● **Exercise tasks**:
a - Summarize the passage on judged Olympic events in two sentences.
b - Reproduce the part of the passage on judged Olympic events starting with "But let’s assume" and going on through "a participation trophy.".

● **Selected passage**:

_ _ _ _ _

Curmie has already made clear his distaste for sports which rely on the subjective opinions of judges rather than on some objective criterion.  Yes, referees can make mistakes, but at least we know that the team that scores the most points will win, as will the swimmer who touches the wall first.  In these events, it’s clear: the US won a gold medal in the 100m sprint because a photograph made it clear that Noah Lyles’s torso crossed the finish line .005 seconds before Kishane Thompson’s did.  The US women’s basketball team also narrowly won gold, beating the French team by a single point.

Those close finishes seem more arbitrary when there’s no objective way of distinguishing between the performances.  It’s also true that gymnastics is second only to figure skating in terms of judges giving credit to established stars just because they’re established. 

But let’s assume for the moment that the judges’ votes, though subjective, were both informed and honest.  The point that if you were to ask a dozen experts which of the three women discussed here was the “best,” suggesting that all three would get at least two votes apiece is both accurate and irrelevant.  These women didn’t go to Paris to get a participation trophy.

_ _ _ _ _

● **Raw data**:
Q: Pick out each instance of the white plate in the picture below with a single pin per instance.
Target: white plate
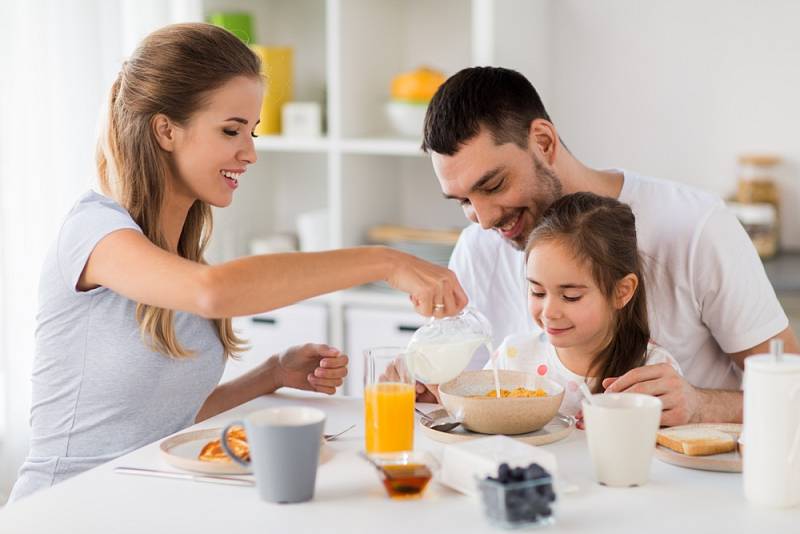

_ _ _ _ _

● **Written answers**:
a - Curmie dislikes sports decided by judges' subjective opinions rather than by objective measures, pointing to Noah Lyles's .005-second photo-finish win over Kishane Thompson in the 100m and the US women's basketball team's one-point gold over France as clear results. Close finishes seem more arbitrary in judged events such as gymnastics, and even if the judges were informed and honest, the point that experts might split their votes among the three women is accurate but irrelevant, because these women didn't go to Paris for a participation trophy.

b -
But let’s assume for the moment that the judges’ votes, though subjective, were both informed and honest.  The point that if you were to ask a dozen experts which of the three women discussed here was the “best,” suggesting that all three would get at least two votes apiece is both accurate and irrelevant.  These women didn’t go to Paris to get a participation trophy.